[Work task] Copy each line below in which the string "every" occurs.

[Point localization data]
..........

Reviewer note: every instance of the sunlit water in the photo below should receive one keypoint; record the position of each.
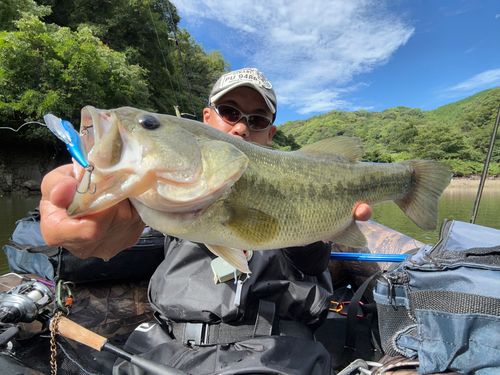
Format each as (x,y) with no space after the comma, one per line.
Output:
(456,203)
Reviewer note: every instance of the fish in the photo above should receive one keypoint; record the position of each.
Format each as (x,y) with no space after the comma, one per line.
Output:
(197,183)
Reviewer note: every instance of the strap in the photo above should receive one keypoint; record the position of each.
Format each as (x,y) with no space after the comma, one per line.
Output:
(205,334)
(352,318)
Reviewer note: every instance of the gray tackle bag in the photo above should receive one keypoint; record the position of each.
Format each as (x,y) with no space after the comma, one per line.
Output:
(442,304)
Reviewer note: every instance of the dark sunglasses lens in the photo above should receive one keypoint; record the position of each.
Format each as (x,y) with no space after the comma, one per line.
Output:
(257,122)
(229,114)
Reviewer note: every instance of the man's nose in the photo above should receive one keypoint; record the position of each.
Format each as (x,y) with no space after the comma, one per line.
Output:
(241,127)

..........

[Reply]
Reviewer note: every instance of the sunlit water in the photo below should receive one keypoint; record the position of each.
Reviewer note: every instance of the fish in the photo above should receive one keypoint; record the position of each.
Reviewer note: every instance of the strap in the photo above should receive one keypoint; record the position of each.
Reviewer note: every instance of the gray tackle bag in the photo above should receive one keypoint; record the position of each.
Reviewer note: every instance of the dark sunglasses lens in the photo above should receive one keypoint; record the position of each.
Reviewer note: every instance of the man's nose in the photo above should receive one keypoint; record the position of each.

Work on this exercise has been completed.